# SUPPLIED ENTRIES
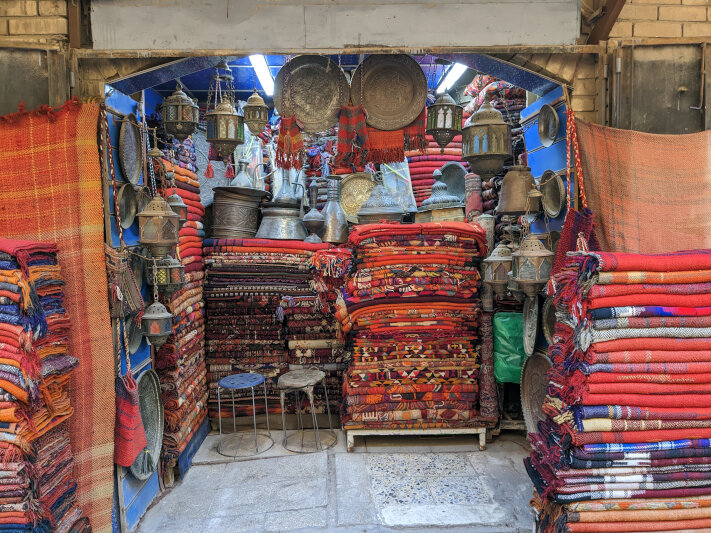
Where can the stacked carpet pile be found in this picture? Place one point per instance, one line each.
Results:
(37, 486)
(246, 281)
(423, 164)
(625, 444)
(413, 311)
(180, 362)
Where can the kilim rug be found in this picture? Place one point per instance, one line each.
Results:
(50, 190)
(650, 193)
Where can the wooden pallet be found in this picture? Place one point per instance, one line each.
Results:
(352, 433)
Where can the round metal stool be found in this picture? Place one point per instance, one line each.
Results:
(236, 382)
(303, 382)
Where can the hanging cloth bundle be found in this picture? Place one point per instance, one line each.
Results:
(352, 141)
(386, 146)
(415, 139)
(129, 434)
(578, 231)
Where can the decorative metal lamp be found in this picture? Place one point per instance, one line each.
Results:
(256, 113)
(158, 227)
(532, 264)
(444, 120)
(496, 269)
(225, 128)
(486, 141)
(180, 114)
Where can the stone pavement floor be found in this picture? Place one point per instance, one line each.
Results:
(386, 484)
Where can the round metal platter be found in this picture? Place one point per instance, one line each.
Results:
(394, 90)
(534, 387)
(548, 319)
(130, 151)
(548, 124)
(355, 190)
(453, 174)
(316, 92)
(128, 205)
(553, 191)
(530, 324)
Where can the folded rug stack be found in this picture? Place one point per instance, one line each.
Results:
(413, 309)
(423, 164)
(247, 279)
(37, 491)
(625, 444)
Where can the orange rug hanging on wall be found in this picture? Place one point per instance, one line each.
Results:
(650, 193)
(50, 190)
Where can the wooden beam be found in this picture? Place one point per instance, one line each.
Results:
(603, 26)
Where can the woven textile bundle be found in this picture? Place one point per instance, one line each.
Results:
(413, 311)
(251, 292)
(36, 462)
(625, 444)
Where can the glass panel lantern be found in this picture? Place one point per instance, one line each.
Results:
(158, 227)
(225, 129)
(444, 120)
(180, 115)
(256, 114)
(157, 324)
(496, 269)
(486, 141)
(532, 265)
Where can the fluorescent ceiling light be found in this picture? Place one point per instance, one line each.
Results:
(453, 74)
(262, 70)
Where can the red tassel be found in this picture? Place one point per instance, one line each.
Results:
(209, 171)
(230, 172)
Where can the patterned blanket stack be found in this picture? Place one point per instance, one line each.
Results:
(37, 491)
(181, 361)
(625, 444)
(247, 280)
(413, 308)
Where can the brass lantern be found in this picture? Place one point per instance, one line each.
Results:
(532, 264)
(168, 277)
(225, 128)
(157, 324)
(158, 227)
(256, 113)
(179, 207)
(496, 269)
(180, 115)
(444, 120)
(486, 141)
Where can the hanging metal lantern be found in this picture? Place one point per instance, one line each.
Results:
(157, 324)
(532, 264)
(180, 114)
(256, 113)
(168, 276)
(225, 128)
(486, 141)
(158, 227)
(496, 269)
(444, 120)
(179, 207)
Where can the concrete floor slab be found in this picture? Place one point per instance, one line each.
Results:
(406, 484)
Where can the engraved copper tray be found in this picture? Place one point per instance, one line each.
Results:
(394, 90)
(319, 89)
(130, 152)
(355, 190)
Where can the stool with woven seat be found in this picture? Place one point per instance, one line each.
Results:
(236, 382)
(300, 382)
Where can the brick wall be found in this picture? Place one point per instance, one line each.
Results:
(33, 21)
(664, 18)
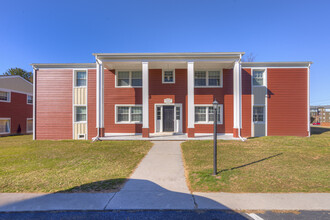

# YOUR OBJECTIVE
Pull every line containing "lantern" from the data.

# EXERCISE ANSWER
Where can the glass panel lantern be found in this picture? Place one point per instance, one line each.
Where can the brass lantern be found in this picture? Place one point per instance, one line each.
Where can the hanging metal lantern be found in this picture? Place one point per instance, one line each.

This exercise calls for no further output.